= Exercise goal =
Your answer must be the records below, repeated exactly, with every picture left out.

Segment Start: Record extracts

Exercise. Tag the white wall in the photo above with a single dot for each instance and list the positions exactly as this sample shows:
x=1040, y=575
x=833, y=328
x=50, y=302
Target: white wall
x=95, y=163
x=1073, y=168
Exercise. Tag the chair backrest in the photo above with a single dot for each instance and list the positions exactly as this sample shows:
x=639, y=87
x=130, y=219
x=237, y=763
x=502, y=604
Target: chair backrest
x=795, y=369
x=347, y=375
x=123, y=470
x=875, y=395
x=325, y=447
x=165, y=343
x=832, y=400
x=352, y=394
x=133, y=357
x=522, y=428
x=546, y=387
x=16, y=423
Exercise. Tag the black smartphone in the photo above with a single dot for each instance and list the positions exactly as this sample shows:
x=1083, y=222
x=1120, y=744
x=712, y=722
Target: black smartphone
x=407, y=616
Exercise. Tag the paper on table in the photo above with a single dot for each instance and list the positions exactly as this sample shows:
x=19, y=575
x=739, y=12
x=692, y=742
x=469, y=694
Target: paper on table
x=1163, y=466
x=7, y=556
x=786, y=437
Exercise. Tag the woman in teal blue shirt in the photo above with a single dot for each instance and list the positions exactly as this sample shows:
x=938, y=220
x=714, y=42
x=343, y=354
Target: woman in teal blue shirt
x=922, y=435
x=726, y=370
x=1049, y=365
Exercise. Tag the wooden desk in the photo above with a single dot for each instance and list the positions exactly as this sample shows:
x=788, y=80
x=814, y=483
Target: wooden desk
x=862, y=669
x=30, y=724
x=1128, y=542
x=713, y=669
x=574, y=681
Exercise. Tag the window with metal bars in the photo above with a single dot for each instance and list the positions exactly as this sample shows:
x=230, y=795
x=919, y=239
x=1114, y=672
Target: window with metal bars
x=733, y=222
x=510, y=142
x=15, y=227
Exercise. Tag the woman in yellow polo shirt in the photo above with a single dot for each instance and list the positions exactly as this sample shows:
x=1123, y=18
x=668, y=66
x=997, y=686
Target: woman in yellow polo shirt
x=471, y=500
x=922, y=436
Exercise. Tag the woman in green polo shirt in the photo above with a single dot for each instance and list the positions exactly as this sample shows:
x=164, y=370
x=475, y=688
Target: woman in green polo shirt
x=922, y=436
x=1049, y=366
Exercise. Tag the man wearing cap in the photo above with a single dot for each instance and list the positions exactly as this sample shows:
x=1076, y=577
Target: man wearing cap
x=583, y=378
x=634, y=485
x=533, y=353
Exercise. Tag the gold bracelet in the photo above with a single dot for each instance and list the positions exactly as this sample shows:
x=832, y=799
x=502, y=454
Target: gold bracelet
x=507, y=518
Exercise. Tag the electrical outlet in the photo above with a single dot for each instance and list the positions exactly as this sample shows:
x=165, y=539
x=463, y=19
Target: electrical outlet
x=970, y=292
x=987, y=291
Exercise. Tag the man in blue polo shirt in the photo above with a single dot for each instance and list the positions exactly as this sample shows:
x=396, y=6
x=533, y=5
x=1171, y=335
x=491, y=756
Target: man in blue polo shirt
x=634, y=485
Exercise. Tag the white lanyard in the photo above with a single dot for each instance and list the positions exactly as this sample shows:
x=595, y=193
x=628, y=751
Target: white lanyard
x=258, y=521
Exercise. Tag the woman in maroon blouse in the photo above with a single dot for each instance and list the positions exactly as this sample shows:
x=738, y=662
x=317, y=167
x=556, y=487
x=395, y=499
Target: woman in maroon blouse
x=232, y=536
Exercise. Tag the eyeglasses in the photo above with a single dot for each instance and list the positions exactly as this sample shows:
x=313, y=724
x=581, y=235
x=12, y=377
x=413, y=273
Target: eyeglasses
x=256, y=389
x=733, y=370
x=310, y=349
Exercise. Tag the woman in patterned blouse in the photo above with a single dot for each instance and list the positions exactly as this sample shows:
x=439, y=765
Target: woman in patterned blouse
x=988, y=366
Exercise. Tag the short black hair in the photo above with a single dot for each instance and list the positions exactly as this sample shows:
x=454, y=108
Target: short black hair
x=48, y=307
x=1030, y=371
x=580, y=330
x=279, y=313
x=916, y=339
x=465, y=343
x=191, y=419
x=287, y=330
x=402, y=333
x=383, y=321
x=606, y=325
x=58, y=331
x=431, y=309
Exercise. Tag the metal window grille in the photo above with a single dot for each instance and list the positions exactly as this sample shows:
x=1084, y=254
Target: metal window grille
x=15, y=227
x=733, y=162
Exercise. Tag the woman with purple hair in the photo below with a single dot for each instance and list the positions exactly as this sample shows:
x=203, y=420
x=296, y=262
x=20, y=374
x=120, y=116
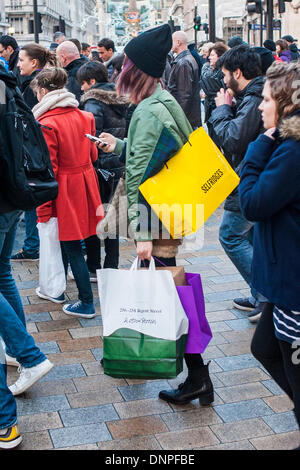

Segment End: Record extracts

= Completed task =
Exercise. Tag the white wall in the photo above with a single dot for each instance and list the positions exactly as this sample shows:
x=1040, y=575
x=833, y=328
x=50, y=302
Target: white wall
x=95, y=163
x=1073, y=168
Exercise. Tag the chair backrest in the photo above with a single dot for each instance and list the positions exactly as this sample shows:
x=639, y=87
x=130, y=219
x=237, y=763
x=502, y=604
Target: chair backrest
x=795, y=369
x=347, y=375
x=123, y=470
x=875, y=395
x=325, y=447
x=165, y=343
x=832, y=400
x=352, y=394
x=133, y=357
x=522, y=428
x=546, y=387
x=16, y=423
Exercise. Tag the black smartphone in the photo above with a single dot for each instance and list the positions exactly as this sample shows:
x=1083, y=222
x=1120, y=744
x=712, y=722
Target: black smartphone
x=407, y=616
Exercise. Tag the paper on table in the photo above with a single dot for each instance and list the positions exactly as this sample shows:
x=19, y=575
x=739, y=12
x=692, y=742
x=469, y=694
Target: paper on table
x=1163, y=466
x=7, y=556
x=786, y=437
Exercise. Tag the woman in teal blue shirt in the photo above with a single dot for each instance and list the positions exactly as this sample shows:
x=938, y=220
x=714, y=42
x=343, y=354
Target: woman in teal blue shirt
x=922, y=435
x=726, y=370
x=1049, y=365
Exercise. Tag the wooden desk in the photo above with a single dot for each instance and list the positions exactly as this sample shows:
x=788, y=80
x=814, y=483
Target: wooden desk
x=862, y=669
x=30, y=724
x=1128, y=542
x=713, y=669
x=574, y=681
Exercise. Tag the window with metal bars in the photo above with a single dot for each instance and list the positions exactly as this sample shows:
x=230, y=795
x=919, y=239
x=1114, y=672
Target: window with metal bars
x=733, y=222
x=510, y=142
x=15, y=227
Exercise. Tag the woman in yellow polo shirt in the photo above with a single dot for each instance and list the positions exactly as this sample shows:
x=1123, y=18
x=668, y=66
x=997, y=686
Target: woman in yellow polo shirt
x=471, y=500
x=922, y=436
Exercise. Tag the woman in green polo shirt in the photo above with a single dot for each instance and list the positions exactly as this sample shows:
x=164, y=370
x=475, y=688
Target: woman in green polo shirt
x=922, y=436
x=1049, y=366
Exercise. Tag the man wearing cap in the photo above with a single dot for each instance and list the positions exactly as this sample shows:
x=1076, y=577
Target: man wearing cap
x=583, y=378
x=634, y=485
x=533, y=353
Exercise. Tag the gold bracelet in the photo above with a single dot for each instance and list the positions exactly as this sample shows:
x=832, y=799
x=502, y=454
Target: gold bracelet
x=507, y=518
Exercise. Tag the electrical outlet in the photo above with a single dot for each instance and list the positions exactly as this sample shows:
x=165, y=539
x=463, y=19
Target: electrical outlet
x=970, y=292
x=987, y=291
Exercise. Tag the man in blue polo shirt in the photo above with a single dot for each instance and list the positions exactly as this sample shows:
x=396, y=6
x=533, y=5
x=1171, y=335
x=491, y=756
Target: man in blue polo shirt
x=634, y=485
Exercise. Tag the white lanyard in the photo above with a single dot for each instance and list the positions exactly as this sample shows:
x=595, y=193
x=628, y=751
Target: white lanyard
x=258, y=521
Exercise. Tag the woman in maroon blouse in the photo above with a single dot for each instance and list the positions exactly as this sample shows:
x=738, y=662
x=317, y=167
x=556, y=487
x=395, y=499
Target: woman in maroon blouse
x=232, y=536
Exercise. Tag the eyeglasses in the photo above with a single dot for each instance and list the positions exactly as this sample shows:
x=313, y=724
x=581, y=235
x=12, y=377
x=413, y=273
Target: eyeglasses
x=256, y=389
x=733, y=370
x=310, y=349
Exercise. Tag the woman in patterned blouse in the photo above with a single dot for each instance and list the positions exactly as this sample shows:
x=439, y=765
Target: woman in patterned blouse
x=988, y=366
Exercise. Tag the short black hair in the photo above with a single dot for each instance and list the positions exactly as this sample shows:
x=454, y=108
Target: short black hair
x=48, y=307
x=1030, y=371
x=580, y=330
x=279, y=313
x=916, y=339
x=465, y=343
x=191, y=419
x=287, y=330
x=402, y=333
x=383, y=321
x=606, y=325
x=58, y=331
x=431, y=309
Exercise. Tag the metal window grille in the photo above with a single dot for each instance and list the positions exactly as this sample shows:
x=1084, y=254
Target: metal window grille
x=15, y=227
x=733, y=162
Exercise. Tag the woman with purple hair in the photo below with a single dot for each instance and list the positions exactly as this sample shows:
x=203, y=420
x=296, y=262
x=20, y=374
x=120, y=116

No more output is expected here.